- **TRECHO DO DOCUMENTO**:
+++

No incidente no Campo de Frade, a empresa responsável pela poluição tinha nome e endereço, bem como adotou as ações emergenciais para controle do vazamento. Diferentemente, no Litoral do Nordeste, até hoje não se sabe qual fato extraordinário ocasionou a enorme poluição hídrica do mar.
Mais de dois meses após o início da chegada dos resíduos às praias do Nordeste, a origem do vazamento de óleo continua desconhecida. Até o momento, temos apenas perguntas: o que de fato aconteceu? Qual foi o local da origem do vazamento ou derramamento de óleo? Quando se deu o incidente? Por que ele ocorreu? Quem foi o responsável pelo crime ambiental? Por que o desastre foi ocultado pelo poluidor?
No dia 1o de novembro, a Polícia Federal deflagrou a "Operação Mácula", para investigar a autoria de um possível derramamento de óleo no Litoral do Nordeste, a 733,2 km da Costa da Paraíba. O principal suspeito é o navio Bouboulina, de origem grega, que transportava petróleo cru da Venezuela para a Malásia.
Porém, especialistas do Laboratório de Análise e Processamento de Imagens de Satélites (Lapis) contestam a hipótese da Marinha do Brasil sobre a origem do vazamento. Uma das hipóteses defendidas é de que o vazamento de óleo pode ter partido de um navio fantasma, que navegava a 40 km de São Miguel do Gostoso (RN), no Litoral Norte do Nordeste.
É provável que a embarcação estava com o transponder desligado, equipamento que identifica rastreia todo o seu itinerário e localização.
Com o avanço das investigações, o Lapis já identificou uma grande mancha de óleo, a partir de imagens do satélite Sentinel-1A e do satélite Acqua Modis. O grande derramamento de óleo foi detectado no dia 24 de julho, nas proximidades do Rio Grande do Norte. Veja as imagens e a análise completa neste artigo atualizado.
Os resíduos de petróleo encontrados no Litoral do Nordeste não têm relação com a passagem dos cinco navios gregos investigados pela Marinha do Brasil, incluindo o Bouboulina. Este artigo é bastante esclarecedor sobre o avanço das investigações.

+++

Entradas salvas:

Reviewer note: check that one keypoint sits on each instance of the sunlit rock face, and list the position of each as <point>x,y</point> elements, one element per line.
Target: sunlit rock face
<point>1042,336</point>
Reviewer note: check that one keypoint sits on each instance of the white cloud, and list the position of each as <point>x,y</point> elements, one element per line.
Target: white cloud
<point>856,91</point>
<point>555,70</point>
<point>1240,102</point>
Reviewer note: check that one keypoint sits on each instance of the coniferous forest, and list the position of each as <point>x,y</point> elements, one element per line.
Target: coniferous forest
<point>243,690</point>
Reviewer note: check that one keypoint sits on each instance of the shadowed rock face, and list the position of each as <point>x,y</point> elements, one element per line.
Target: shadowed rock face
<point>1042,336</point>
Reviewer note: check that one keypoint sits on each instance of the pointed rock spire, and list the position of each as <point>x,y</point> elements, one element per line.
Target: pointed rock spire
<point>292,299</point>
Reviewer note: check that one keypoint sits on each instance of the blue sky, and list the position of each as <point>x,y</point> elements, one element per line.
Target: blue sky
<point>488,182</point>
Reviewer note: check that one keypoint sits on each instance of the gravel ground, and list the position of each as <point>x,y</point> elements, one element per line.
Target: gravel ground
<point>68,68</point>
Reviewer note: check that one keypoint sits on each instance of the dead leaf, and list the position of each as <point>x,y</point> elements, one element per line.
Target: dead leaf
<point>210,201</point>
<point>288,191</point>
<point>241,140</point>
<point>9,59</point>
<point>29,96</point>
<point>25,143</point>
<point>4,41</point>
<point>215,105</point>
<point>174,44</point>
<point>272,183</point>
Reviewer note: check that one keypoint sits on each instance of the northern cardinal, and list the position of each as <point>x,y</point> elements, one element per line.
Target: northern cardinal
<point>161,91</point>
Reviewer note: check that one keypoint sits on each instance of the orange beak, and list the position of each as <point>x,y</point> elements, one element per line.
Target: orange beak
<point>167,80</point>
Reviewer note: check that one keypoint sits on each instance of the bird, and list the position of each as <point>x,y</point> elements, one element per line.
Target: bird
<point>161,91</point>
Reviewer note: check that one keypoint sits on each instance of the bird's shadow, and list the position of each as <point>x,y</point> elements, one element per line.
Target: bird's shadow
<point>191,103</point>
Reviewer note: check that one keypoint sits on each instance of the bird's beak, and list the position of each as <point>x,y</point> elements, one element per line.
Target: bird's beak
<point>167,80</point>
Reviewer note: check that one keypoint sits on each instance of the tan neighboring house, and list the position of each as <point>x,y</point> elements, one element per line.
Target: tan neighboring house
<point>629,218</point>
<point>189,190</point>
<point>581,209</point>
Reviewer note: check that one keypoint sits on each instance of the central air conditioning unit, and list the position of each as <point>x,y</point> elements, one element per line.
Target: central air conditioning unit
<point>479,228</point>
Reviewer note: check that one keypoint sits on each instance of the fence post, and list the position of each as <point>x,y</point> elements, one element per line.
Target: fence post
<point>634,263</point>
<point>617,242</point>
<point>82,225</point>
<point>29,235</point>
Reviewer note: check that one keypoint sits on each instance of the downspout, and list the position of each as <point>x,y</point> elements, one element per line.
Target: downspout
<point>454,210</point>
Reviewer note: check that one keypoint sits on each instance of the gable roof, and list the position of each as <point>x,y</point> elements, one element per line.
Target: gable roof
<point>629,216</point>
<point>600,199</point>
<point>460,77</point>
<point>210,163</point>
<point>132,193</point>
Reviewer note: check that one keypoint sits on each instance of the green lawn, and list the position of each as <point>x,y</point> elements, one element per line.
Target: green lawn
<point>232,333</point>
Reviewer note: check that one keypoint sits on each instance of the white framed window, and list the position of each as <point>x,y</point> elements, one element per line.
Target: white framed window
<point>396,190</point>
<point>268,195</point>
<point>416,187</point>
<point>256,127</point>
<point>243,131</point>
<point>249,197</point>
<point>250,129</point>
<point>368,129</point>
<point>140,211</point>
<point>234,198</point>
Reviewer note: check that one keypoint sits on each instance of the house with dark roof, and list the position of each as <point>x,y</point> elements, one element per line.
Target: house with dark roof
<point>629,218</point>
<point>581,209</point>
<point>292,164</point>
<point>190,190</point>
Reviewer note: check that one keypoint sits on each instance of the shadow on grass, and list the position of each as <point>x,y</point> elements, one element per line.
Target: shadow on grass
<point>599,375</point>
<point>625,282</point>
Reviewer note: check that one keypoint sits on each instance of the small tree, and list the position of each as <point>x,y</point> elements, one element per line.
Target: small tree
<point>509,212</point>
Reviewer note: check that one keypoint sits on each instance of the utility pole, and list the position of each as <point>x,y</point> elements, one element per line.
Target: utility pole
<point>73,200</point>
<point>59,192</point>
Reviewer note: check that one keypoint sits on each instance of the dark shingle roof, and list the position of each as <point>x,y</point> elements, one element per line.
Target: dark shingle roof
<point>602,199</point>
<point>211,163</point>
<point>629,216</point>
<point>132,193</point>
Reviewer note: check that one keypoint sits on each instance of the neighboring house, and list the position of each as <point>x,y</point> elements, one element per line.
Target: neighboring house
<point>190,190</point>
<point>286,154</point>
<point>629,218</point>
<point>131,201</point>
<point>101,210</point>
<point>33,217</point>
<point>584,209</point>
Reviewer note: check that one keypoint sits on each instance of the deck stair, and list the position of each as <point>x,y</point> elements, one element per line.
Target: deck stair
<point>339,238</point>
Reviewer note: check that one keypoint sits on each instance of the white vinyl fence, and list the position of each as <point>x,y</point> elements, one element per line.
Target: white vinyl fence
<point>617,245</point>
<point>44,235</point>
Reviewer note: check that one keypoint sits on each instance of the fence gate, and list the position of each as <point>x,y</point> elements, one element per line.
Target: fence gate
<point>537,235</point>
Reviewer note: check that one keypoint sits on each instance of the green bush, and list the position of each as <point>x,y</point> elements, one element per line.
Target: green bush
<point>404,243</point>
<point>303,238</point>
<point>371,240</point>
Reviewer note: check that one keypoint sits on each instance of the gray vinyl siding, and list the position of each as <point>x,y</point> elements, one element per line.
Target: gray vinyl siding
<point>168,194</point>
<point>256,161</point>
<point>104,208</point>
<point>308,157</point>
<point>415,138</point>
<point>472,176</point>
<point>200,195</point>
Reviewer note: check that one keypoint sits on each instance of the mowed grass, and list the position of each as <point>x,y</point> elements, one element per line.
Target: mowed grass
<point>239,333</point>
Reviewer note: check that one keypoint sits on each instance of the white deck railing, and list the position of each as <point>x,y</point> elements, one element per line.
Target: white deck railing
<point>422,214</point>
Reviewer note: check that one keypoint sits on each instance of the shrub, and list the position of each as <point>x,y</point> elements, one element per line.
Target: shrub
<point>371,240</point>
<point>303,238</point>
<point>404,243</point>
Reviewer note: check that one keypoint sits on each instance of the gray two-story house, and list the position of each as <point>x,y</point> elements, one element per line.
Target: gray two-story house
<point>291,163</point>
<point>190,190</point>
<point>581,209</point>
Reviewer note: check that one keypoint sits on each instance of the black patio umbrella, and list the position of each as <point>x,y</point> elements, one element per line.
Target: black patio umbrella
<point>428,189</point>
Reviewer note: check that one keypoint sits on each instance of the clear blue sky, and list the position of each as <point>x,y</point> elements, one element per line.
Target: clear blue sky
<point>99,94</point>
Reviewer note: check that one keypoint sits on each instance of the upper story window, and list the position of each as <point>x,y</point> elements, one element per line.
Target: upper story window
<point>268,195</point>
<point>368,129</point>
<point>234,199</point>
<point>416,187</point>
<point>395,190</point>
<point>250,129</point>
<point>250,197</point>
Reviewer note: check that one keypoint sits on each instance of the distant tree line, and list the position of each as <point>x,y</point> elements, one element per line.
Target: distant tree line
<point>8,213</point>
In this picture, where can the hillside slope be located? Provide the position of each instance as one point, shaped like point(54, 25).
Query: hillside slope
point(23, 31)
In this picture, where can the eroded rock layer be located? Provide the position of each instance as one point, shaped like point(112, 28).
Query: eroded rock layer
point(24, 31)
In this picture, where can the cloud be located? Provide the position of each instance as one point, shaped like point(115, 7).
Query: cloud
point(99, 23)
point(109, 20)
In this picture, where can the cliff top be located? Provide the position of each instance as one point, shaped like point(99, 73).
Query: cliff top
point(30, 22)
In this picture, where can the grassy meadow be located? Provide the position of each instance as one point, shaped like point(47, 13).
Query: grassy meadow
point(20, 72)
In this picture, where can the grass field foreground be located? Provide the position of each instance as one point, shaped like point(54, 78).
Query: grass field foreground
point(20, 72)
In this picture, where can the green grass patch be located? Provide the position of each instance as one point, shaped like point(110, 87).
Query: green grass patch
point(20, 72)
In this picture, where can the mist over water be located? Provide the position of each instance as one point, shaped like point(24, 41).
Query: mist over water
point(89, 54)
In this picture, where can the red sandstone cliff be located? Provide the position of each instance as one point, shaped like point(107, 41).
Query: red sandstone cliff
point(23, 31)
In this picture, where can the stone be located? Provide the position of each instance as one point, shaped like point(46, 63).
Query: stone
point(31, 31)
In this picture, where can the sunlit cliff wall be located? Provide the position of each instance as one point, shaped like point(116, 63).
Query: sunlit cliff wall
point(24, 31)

+++

- **O QUE SE PEDE**: Retome o texto sobre o vazamento de óleo no Litoral do Nordeste, prosseguindo a partir de sua última frase.

- **RESPOSTA ESCRITA**:
A legislação ambiental brasileira e internacional tem como foco prevenir acidentes, que fazem parte das atividades de risco do setor de petróleo. Porém, uma vez ocorrido, poderá haver desdobramentos em pelo menos três áreas distintas.
São elas: na obrigação de medidas de reparação pelo infrator, nas penas administrativas impostas pelos órgãos ambientais e nas implicações de ordem criminal. Uma atuação ágil e efetiva por parte do poluidor é fundamental para minimizar as penalidades aplicadas.
Foi o caso do acidente no Campo de Frade, no qual a Chevron adotou ações emergenciais para conter a poluição no mar. Embora tenha praticado a irregularidade de tentar esconder das autoridades brasileiras a real proporção do crime ambiental praticado, sua penalidade foi minimizada.
De acordo com cada caso de poluição, pode-se afastar a possibilidade do crime ou minorar a pena ao infrator, com aplicação de multas altas ou não. Vai depender da atuação da empresa no sentido de mitigar e reparar o dano.
No Brasil, há dificuldades em se fazer cumprir a sua legislação ambiental, tanto na prevenção quanto na aplicação de penalidades previstas pelos danos causados às florestas, minérios, águas, solos, biodiversidade etc.
No oceano, o problema é ainda mais complexo. Os possíveis eventos de derramamento de óleo costumam ser de caráter aleatório e as grandes extensões oceânicas estão potencialmente susceptíveis a esses incidentes.
A conjuntura é bastante propícia para que o poluidor fuja do local ou se omita da responsabilidade pelos danos causados em águas brasileiras. Um dos fatores é que a Marinha não costuma acompanhar as operações que autoriza ser realizada em alto mar, como ocorre em muitos países. Essa situação pode ter ocorrido com o incidente de poluição hídrica que hoje atinge as praias do Nordeste.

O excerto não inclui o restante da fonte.